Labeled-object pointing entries
◇ ◇ ◇

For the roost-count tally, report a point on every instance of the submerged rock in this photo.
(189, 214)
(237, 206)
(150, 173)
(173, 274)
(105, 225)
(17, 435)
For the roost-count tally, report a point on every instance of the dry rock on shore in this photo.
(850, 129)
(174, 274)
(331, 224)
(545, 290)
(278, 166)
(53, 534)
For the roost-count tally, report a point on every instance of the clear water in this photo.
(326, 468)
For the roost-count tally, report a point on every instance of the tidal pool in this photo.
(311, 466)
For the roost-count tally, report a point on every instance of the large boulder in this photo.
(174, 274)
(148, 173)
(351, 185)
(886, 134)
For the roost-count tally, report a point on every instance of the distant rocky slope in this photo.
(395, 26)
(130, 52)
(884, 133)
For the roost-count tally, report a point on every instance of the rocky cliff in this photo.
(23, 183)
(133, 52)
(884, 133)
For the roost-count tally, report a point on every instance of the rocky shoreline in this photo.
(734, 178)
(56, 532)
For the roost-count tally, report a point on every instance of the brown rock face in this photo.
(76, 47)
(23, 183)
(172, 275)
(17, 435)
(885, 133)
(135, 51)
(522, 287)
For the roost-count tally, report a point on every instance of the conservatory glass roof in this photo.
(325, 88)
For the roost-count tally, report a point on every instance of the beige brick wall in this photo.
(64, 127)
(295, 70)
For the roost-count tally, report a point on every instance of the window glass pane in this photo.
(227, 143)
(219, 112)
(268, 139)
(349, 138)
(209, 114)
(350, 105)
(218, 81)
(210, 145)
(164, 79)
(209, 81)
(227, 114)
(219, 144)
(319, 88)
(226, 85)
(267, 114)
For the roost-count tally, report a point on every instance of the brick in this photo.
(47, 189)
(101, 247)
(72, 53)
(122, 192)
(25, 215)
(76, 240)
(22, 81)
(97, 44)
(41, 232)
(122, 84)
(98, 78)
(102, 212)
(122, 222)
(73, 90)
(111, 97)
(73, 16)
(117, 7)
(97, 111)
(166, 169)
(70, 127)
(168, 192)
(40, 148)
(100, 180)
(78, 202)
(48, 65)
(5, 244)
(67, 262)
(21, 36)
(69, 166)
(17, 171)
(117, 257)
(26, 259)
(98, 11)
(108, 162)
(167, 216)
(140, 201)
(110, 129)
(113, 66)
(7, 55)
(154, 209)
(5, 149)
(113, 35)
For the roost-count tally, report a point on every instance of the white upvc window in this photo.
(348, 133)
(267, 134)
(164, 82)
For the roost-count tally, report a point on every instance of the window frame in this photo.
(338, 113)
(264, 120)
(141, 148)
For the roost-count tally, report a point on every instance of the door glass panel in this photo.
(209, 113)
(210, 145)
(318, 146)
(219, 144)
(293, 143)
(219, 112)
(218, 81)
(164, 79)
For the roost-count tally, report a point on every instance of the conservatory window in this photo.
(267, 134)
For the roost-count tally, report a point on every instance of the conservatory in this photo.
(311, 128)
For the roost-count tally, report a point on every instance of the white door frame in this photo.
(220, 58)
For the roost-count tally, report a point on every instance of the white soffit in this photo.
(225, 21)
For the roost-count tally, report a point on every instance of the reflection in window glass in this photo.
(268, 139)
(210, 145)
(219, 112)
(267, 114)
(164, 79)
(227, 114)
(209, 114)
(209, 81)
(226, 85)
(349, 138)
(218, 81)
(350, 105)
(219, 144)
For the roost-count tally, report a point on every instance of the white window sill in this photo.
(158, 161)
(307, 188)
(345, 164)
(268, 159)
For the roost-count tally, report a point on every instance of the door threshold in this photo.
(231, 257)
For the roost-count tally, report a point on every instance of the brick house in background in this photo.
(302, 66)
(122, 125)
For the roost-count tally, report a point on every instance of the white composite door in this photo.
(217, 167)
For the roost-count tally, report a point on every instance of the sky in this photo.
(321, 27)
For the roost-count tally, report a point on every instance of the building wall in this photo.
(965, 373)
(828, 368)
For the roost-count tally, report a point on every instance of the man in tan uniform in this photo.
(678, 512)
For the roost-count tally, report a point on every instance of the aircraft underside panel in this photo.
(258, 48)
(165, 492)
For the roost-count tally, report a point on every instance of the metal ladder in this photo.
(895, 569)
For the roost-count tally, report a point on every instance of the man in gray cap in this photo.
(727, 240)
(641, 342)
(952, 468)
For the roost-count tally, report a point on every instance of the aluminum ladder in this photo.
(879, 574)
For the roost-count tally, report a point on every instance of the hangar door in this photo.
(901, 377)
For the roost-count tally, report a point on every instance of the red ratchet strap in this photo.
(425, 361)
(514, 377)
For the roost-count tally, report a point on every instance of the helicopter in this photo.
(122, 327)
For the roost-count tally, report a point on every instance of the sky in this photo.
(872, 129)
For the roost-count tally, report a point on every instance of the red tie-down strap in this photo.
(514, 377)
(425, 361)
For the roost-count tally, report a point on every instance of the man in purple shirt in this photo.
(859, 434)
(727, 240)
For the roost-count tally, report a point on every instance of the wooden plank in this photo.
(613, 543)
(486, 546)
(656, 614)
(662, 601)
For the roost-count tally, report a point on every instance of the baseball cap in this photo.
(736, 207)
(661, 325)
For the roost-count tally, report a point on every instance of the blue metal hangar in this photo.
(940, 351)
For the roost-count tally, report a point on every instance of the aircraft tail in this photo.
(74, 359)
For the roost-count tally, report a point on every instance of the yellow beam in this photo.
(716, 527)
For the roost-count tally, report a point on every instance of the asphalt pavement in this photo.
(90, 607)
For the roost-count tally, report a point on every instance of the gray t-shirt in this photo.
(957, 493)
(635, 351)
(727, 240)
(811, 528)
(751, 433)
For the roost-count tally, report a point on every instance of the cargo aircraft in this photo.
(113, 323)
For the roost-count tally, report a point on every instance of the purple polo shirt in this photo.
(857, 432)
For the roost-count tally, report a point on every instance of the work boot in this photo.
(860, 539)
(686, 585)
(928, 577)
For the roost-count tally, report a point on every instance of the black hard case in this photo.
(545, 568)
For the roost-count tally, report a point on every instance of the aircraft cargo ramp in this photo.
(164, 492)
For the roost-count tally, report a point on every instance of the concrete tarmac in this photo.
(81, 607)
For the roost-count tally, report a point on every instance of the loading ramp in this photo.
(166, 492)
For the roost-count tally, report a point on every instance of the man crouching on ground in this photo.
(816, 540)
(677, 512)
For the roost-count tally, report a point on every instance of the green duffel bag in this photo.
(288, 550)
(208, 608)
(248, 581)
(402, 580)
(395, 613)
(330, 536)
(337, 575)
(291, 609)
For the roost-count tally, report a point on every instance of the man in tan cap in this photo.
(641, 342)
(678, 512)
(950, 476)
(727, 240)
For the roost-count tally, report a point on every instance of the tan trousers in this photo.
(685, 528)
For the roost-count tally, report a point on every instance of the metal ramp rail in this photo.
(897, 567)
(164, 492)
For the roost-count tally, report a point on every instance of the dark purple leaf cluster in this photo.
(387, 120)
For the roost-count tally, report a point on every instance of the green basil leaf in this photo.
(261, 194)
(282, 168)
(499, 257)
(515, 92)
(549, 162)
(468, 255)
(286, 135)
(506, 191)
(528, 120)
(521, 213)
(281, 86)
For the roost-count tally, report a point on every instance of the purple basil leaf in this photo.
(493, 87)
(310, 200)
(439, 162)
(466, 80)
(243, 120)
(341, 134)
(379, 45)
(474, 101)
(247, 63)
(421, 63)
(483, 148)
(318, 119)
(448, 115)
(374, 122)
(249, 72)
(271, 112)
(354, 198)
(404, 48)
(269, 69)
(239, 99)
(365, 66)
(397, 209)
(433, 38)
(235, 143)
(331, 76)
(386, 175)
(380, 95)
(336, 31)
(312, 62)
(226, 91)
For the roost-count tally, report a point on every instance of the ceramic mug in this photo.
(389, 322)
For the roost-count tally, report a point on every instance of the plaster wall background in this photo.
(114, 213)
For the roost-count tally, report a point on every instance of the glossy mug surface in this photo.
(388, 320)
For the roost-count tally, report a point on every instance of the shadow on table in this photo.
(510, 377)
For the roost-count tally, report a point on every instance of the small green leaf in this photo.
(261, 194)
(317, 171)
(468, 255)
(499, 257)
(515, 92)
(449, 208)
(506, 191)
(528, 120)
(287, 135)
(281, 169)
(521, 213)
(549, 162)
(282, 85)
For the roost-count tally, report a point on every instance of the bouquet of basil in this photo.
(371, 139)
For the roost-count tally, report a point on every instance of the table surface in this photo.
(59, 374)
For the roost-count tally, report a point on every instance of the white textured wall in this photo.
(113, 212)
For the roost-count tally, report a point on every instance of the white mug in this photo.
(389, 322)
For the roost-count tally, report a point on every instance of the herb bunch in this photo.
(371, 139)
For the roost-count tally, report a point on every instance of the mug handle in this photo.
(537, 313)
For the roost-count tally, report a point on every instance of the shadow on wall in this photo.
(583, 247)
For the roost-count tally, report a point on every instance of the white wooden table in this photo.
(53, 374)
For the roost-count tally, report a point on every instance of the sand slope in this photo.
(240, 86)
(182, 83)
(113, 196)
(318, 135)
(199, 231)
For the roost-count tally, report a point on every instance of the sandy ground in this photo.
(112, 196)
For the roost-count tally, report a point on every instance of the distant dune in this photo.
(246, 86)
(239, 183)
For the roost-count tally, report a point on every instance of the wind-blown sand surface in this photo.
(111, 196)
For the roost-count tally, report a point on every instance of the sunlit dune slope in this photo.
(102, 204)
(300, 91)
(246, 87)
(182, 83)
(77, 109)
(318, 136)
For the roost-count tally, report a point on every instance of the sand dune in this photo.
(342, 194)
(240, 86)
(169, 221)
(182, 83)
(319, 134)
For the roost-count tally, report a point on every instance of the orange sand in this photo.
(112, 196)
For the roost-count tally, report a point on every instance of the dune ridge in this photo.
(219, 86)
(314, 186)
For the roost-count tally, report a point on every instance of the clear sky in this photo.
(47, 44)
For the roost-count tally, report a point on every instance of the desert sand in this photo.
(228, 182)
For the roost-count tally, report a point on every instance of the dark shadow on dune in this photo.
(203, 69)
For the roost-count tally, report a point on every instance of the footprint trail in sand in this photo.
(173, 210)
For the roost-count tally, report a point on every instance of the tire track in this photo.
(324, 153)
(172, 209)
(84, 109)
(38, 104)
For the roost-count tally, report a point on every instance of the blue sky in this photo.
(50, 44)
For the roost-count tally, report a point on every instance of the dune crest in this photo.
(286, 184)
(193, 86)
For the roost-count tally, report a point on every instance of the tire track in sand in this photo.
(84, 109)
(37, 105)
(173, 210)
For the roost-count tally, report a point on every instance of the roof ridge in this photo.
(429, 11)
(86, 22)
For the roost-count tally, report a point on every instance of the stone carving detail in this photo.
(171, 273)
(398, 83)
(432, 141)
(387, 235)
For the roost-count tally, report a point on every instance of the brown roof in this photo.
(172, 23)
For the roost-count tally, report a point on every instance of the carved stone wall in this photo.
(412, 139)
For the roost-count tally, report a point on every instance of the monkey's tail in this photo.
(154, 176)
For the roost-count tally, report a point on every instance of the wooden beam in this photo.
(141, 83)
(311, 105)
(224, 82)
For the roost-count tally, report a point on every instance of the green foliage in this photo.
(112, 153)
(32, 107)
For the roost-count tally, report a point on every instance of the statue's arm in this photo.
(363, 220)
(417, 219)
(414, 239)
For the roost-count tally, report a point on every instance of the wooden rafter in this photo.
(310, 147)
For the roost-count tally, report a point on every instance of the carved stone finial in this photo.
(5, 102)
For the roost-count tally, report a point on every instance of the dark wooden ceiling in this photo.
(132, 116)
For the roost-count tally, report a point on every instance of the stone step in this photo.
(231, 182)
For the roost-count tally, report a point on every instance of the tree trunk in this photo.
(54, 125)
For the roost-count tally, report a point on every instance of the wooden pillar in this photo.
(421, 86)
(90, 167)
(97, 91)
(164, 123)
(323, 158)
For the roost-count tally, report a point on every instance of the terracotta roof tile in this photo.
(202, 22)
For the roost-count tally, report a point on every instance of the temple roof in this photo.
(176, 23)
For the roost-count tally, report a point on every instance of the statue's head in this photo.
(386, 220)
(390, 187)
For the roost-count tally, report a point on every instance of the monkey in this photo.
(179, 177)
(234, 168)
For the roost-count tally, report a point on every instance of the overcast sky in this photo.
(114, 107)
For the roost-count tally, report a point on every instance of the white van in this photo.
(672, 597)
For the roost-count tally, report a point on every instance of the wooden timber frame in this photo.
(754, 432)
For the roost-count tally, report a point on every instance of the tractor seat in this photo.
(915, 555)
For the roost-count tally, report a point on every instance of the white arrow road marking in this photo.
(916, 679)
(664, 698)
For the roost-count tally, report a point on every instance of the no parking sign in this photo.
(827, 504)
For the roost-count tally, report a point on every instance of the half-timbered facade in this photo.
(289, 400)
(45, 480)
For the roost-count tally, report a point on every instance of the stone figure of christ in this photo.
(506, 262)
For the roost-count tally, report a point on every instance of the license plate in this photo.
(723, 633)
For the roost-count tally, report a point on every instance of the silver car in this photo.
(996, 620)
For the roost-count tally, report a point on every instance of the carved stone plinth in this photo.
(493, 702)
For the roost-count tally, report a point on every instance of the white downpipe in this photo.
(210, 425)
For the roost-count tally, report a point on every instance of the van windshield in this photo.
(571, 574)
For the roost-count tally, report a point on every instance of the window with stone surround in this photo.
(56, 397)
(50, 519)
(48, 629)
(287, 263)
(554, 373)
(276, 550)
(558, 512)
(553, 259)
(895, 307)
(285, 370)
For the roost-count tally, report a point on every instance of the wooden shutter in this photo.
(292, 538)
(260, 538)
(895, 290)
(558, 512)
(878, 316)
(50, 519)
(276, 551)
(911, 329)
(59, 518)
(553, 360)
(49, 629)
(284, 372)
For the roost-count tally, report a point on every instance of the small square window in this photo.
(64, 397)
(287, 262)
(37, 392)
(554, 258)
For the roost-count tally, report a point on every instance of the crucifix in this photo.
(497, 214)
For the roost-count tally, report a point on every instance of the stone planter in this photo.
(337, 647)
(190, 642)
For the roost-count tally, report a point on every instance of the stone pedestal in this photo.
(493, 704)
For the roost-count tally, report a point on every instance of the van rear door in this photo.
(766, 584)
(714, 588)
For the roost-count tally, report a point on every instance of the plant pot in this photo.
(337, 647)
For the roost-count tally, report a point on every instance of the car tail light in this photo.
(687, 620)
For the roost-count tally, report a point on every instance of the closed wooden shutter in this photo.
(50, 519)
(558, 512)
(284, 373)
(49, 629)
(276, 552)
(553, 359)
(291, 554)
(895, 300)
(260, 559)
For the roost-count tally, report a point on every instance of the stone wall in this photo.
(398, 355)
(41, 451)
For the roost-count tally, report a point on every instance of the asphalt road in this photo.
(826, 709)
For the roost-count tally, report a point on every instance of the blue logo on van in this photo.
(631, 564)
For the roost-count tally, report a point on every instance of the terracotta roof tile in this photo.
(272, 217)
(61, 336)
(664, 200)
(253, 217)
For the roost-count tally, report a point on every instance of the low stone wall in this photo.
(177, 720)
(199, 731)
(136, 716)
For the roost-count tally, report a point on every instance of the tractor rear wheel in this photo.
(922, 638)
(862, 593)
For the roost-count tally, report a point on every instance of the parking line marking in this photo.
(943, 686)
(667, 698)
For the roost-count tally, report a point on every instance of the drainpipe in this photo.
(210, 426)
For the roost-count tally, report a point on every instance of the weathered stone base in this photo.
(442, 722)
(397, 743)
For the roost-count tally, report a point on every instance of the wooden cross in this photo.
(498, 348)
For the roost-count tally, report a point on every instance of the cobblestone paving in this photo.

◇ ◇ ◇

What you are asked to do — Set down, word for word, every line from the line that holds "pedestal in this photo." to the end of the entries above, including both ends.

Expected output —
For the roost-count tally, report a point on every instance of the stone pedestal in this photo.
(493, 704)
For the roost-count tally, report a point on every instance of the van rear door in this photo.
(766, 584)
(714, 588)
For the roost-count tally, report a point on every instance of the plant pot in this photo.
(337, 647)
For the roost-count tally, report a point on every instance of the car tail light in this photo.
(687, 620)
For the roost-count tally, report a point on every instance of the closed wooden shutter in this photo.
(50, 519)
(558, 512)
(284, 373)
(49, 629)
(276, 552)
(553, 359)
(291, 554)
(895, 300)
(260, 559)
For the roost-count tally, report a point on every instance of the stone wall in this photo.
(398, 355)
(41, 451)
For the roost-count tally, report a point on every instance of the asphalt road in this photo.
(826, 709)
For the roost-count tally, report a point on every instance of the blue logo on van in this photo.
(631, 564)
For the roost-count tally, report a point on every instance of the terracotta roof tile in this photo.
(272, 217)
(61, 336)
(664, 200)
(253, 217)
For the roost-count tally, report a point on every instance of the low stone wall in this photo.
(177, 720)
(199, 731)
(136, 716)
For the roost-count tally, report a point on every instance of the tractor rear wheel in this photo.
(922, 638)
(862, 593)
For the roost-count tally, report a point on every instance of the parking line marking in this photo.
(943, 686)
(667, 698)
For the roost-count tally, report a point on every instance of the drainpipe in this photo.
(210, 426)
For the roost-count tally, report a point on every instance of the weathered stone base in this photo.
(442, 722)
(397, 743)
For the roost-count tally, report a point on every instance of the wooden cross in this photo.
(498, 348)
For the roost-count tally, report a point on every instance of the cobblestone paving in this photo.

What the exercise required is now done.